━━ Data for this exercise ━━

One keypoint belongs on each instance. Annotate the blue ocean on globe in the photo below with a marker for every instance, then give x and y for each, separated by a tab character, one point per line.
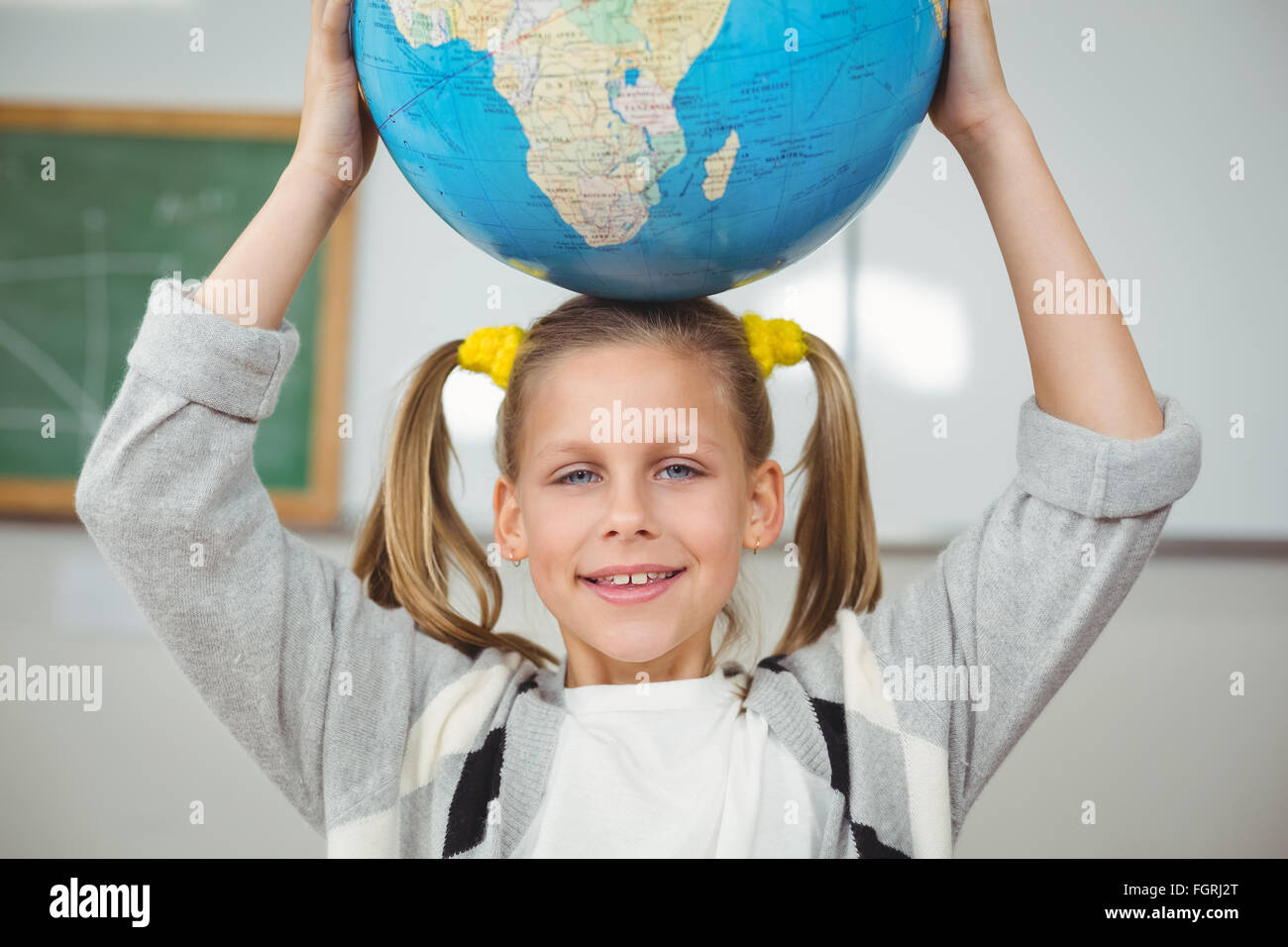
648	149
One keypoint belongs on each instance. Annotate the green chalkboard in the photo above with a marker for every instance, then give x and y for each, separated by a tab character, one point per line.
94	205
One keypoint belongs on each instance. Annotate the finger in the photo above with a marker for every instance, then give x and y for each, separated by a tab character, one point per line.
335	30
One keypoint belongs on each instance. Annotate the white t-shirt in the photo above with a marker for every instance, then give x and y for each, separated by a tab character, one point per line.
674	771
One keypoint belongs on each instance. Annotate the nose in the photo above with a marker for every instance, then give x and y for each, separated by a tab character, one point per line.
629	510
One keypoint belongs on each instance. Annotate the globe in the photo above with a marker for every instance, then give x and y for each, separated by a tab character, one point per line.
648	149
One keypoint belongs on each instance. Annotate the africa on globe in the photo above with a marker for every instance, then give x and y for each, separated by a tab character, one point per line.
648	149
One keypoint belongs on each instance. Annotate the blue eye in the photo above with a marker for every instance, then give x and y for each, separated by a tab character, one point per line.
669	467
682	467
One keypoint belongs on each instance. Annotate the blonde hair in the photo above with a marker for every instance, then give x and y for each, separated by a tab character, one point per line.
413	534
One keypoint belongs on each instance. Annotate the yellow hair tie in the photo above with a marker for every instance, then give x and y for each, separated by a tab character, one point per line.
490	351
773	342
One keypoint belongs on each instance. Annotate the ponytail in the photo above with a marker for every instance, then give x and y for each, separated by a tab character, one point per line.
413	534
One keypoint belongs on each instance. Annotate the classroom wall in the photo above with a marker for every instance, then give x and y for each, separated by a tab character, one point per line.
1137	136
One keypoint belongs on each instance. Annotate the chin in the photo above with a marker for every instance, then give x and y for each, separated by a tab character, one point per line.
632	650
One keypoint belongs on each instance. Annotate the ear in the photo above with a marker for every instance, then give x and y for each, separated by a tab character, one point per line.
507	519
767	505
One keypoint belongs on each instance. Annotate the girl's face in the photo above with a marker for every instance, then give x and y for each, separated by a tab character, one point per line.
590	499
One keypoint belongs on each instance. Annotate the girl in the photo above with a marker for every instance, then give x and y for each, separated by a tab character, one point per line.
398	725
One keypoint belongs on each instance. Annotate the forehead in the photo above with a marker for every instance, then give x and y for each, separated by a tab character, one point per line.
562	405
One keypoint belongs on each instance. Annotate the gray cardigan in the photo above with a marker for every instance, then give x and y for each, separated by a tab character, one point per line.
393	744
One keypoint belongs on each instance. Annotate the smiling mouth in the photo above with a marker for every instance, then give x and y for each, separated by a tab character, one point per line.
649	579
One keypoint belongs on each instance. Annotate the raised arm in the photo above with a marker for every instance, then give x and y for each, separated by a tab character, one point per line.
334	153
1085	365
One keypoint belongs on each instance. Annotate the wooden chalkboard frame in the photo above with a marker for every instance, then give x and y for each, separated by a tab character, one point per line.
318	502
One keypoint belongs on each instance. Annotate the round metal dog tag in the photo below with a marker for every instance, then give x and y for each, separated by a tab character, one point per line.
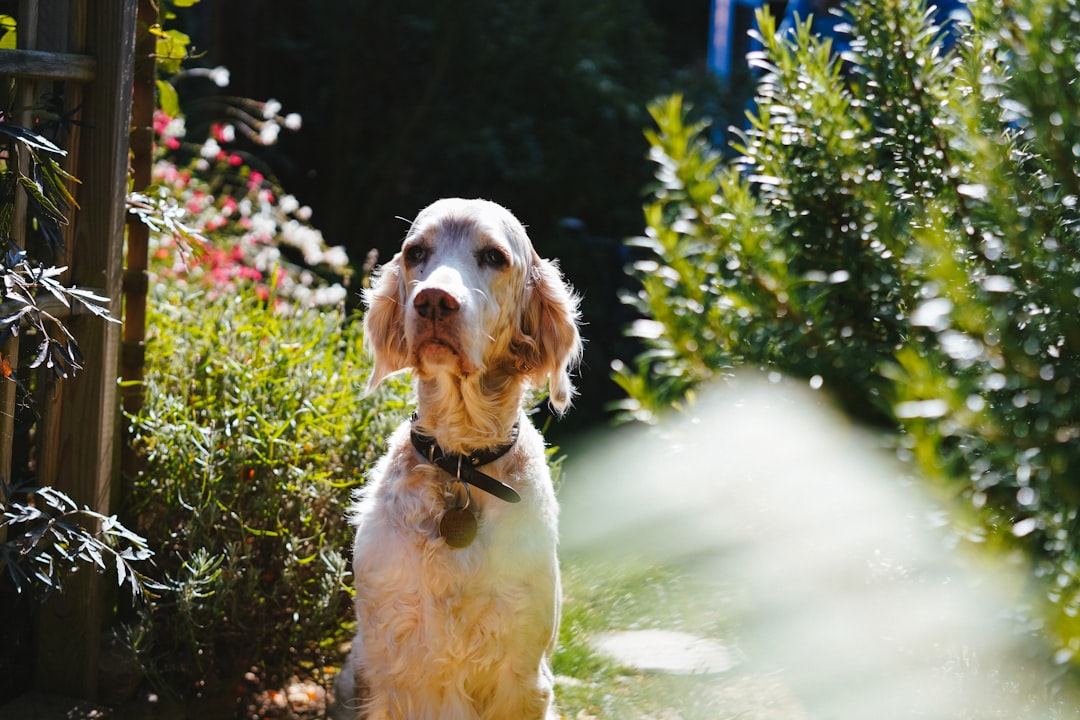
458	527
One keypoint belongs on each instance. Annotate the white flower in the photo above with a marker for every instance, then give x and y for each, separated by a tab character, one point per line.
219	76
329	296
176	127
271	108
288	204
262	227
210	149
307	240
336	257
269	132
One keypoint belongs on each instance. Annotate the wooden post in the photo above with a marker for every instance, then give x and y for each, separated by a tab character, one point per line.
70	627
135	281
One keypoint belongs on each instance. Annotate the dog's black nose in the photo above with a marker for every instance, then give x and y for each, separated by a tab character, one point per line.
433	303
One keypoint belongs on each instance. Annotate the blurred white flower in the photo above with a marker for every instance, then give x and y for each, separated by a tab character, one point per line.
288	204
219	76
210	149
336	257
271	108
269	132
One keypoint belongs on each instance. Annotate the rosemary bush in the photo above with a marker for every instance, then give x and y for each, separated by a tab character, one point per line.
255	433
898	227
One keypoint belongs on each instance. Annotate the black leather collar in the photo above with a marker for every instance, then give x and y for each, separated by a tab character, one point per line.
463	467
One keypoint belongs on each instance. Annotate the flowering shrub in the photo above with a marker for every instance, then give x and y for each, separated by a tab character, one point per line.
238	226
255	429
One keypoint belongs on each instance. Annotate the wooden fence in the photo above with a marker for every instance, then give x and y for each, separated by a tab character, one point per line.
85	51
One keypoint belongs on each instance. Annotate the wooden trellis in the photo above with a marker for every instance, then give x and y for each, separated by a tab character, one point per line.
89	46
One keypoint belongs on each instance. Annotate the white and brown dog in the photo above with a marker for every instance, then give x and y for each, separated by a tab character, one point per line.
455	559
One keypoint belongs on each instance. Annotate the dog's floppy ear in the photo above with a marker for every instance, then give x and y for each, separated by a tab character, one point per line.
385	323
551	345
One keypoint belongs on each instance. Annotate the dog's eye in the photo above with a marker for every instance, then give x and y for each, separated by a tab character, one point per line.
416	254
493	257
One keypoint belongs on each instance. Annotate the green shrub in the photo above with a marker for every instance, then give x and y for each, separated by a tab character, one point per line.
255	432
900	228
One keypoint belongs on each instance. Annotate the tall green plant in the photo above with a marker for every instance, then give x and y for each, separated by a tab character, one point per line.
899	228
255	433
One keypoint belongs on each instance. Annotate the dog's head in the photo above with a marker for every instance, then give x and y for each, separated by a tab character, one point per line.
469	296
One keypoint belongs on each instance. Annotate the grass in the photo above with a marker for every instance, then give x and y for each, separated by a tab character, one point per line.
605	597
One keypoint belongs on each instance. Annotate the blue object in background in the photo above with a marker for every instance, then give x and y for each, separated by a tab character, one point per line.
728	25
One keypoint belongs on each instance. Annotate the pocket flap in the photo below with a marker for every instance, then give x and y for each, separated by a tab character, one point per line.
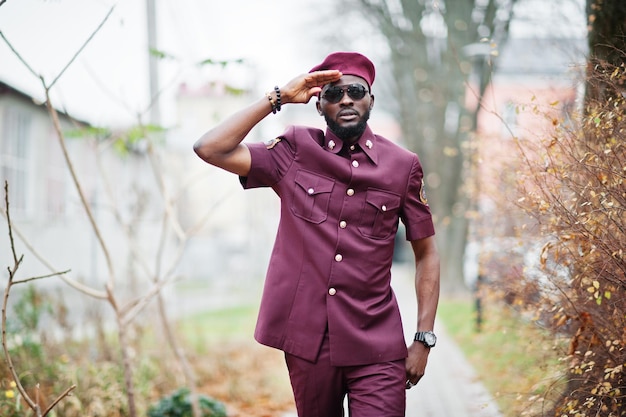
382	200
313	184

━━━

## Task directions
Transcribe the listing in full and omit the pictures.

## Completed exercise
One keypoint belongs on each instance. Annotate the blue ocean on globe in the photo below with a marker for every instance, then give x and y for each, separated by a tab character, one point per line.
648	149
One keypoint belongs on each instance. Annotate the green chalkboard in the photo above with a marker for every instance, then give x and y for each, separated by a tab character, one point per line.
94	205
One keypoint belongs on each instance. Annotate the finger in the photo above with a marker for every instance, then give x and y for each, separated by a tab character, one point per line.
335	30
One keypoint belongs on each instance. Annotate the white t-shirt in the photo above with a marker for every instance, then give x and y for each, separated by a tab character, one point per line.
674	771
One keypoint belongs on each instance. Annotate the nose in the photo above with a marker for every instance, then give x and y for each, separated by a tab character, one point per line.
629	510
One keypoint belongs on each instance. Annotate the globe in the photo above with a marker for every instance, then give x and y for each, separated by a tab character, one point per line.
648	149
One keypoint belongs on each instance. Annotate the africa on globe in the photo above with a marker for every instance, then give x and y for each, separated by a tab character, one point per line.
648	149
One keypoint belongs on each instance. Annotate the blue eye in the photo above with a marker for every instance, then give x and y for each, separated by a tab character, one point per line.
669	467
682	467
One keypoint belongs on each instance. Annotate the blonde hair in the photo above with a marker for every instance, then give x and y for each, separated by a tab character, one point per line.
413	534
One keypoint belongs on each instance. Annotate the yellow hair tie in the photo above with a marker for every instance, then give x and y for each, separated by a tab character, one point per line.
490	351
773	342
One keypoint belongs on each instance. Annotate the ponytail in the photo above with a marker for every instance, then give x and y for each, separated by a tab character, one point per line.
413	534
One keypoint belongs on each instance. Annotate the classroom wall in the photo above with a marker for every instance, then give x and y for each, separated by a tab character, one point per line.
1137	136
One keypoint belongs on each instance. Annotate the chin in the photo above with a marker for every instance, then give x and y for each, separated by a tab character, one point per line.
632	650
One keypoint belongs on each instance. Annotate the ear in the photo above with a marker for every instance, then give x and y for each, separated by a tab character, one point per line.
507	519
767	505
One keypoint belongs on each instance. Annotate the girl's face in the photo above with a marker for every instance, then give x and y for each, separated by a tab character, one point per line.
590	499
One keypoint belongs on each instance. Annotate the girl in the photo above with a marker for every instance, then give x and y for each, separated by a tab character, one point per line.
398	725
One keypoint belongs on each instance. Annotate the forehead in the photo above with a marker for every instance, then give x and y for each, separated by a tab character, one point per line.
562	405
One keypoint belongs on each instance. Annotate the gray cardigan in the photo above with a marker for every instance, then give x and y for each, separated by a tab character, one point per line.
393	744
One keypoint belongs on each instance. Annotate the smiling mouth in the photo above with a marker for every instance, then give x and y for each, separated by a tab character, one point per line.
649	579
One keypoint belongs on each instance. Annotate the raised arm in the photo above with a marker for every instance, then give x and y for each, separated by a tab character, one point per line.
334	153
1085	365
One keypoint belongs on each instance. Annotate the wooden chalkboard frame in the photo above with a marker for every instance, then give x and y for each, separated by a tab character, one point per line.
318	502
One keypoint belongs on each instance. Annotate the round metal dog tag in the photo below with a marker for every instance, then give x and y for each, separated by a tab character, one point per line.
458	527
One keypoint belongs on each instance. Annotate the white flower in the photo above with a marker for every instance, then give x and y for each, separated by a tab character, one point per line.
219	76
329	296
176	127
271	108
288	204
262	227
210	149
307	240
336	257
269	132
One keypoint belongs on each instance. Annotate the wooden post in the photo above with a marker for every instance, then give x and y for each, separated by a tab character, one point per line.
70	627
135	281
One keypoint belongs on each instance. Annotate the dog's black nose in the photo above with a marker for every instance, then give x and y for each, separated by a tab character, one point per line.
433	303
One keypoint belongs on each instance. Annotate the blurred white flower in the photo above with a marker for every instance, then give x and y for each, separated by a tab character, one point per line.
288	204
219	76
210	149
336	257
271	108
269	132
One keypoint belongs on each instance. Annotate the rosemary bush in the photo above with a marker for every instance, then give x and y for each, separated by a tab character, one point per line.
255	433
898	227
One keypoint belongs on each instance. Annotate the black leather collar in the photo above with a marker for every instance, then give x and y for each, separated by a tab character, one point per line.
463	467
One keypoint belongs on each instance. Annotate the flowering shrub in the photo above with a marker for every instance, then give x and y for each, separated by a tab character, one point per line.
238	226
255	429
One keypoint belongs on each instance. Annotate the wooden fence in the photo above with a marker for every instance, then give x and y for each, separated by a tab character, one point per line.
85	51
One keypoint belongs on each instance. Annotate the wooden trellis in the photo above with a marker for every instance, then give x and y for each, separated by a tab character, one point per line.
89	46
One keypoint belongs on each instance. Annotate the white and brown dog in the photo above with a marker for every instance, then give x and y for each, separated by a tab character, one point per line.
455	559
One keypoint belongs on each instance. Annotate the dog's floppy ear in the photo above with a marker for every instance, then give x and y for each, separated by a tab character, one point per line.
385	323
551	345
One keypoint belongs on each instance. Annotate the dog's eye in the photo above with a marker for every instance, then give x and y for each, separated by a tab character, one point per line.
416	254
493	257
One keypoint belongs on each instance. Annotate the green shrub in the photo above with a marker for every instance, then give x and y for each, separated by a tab character, one point per line.
255	432
900	228
One keypoint belongs on each instance. Annotate the tall green plant in the photo above with a marker for every instance, then give x and y for each, separated by a tab character, one point per line.
899	228
255	433
One keypoint belongs on each instance. Annotate the dog's head in the photo above with a marker for every instance, then give x and y for each, separated by a tab character, one point per line.
469	296
One keypoint belongs on each instance. Annotate the grass in the photo above with a marker for every instance, then give x and y for each, separated by a tab character, one point per line.
605	597
One keypoint belongs on each instance. Annotate the blue object in background in the photo above with a marker for every instance, then give x and y for each, separated by a tab character, one point per line.
728	25
One keypoint belongs on each instance. Annotate the pocket flap in the photo below with a marker for every instance, then give x and y for each, separated by a tab character, one point per line.
382	200
313	184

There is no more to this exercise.